Coordinate labeling data:
# # # # #

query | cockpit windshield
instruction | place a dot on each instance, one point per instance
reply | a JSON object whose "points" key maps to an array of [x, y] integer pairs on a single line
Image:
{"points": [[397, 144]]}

# # # # #

Written instruction:
Please rescale the listing above by reproducing every line of it, requests included, with each coordinate in the answers multiplied by 1.6 and rounded to a whole number, halves rounded up.

Solution to the problem:
query | cockpit windshield
instruction | place a dot on each instance, one point per instance
reply | a JSON object whose "points" key maps to an array of [x, y] integer pairs on a single line
Image:
{"points": [[635, 230]]}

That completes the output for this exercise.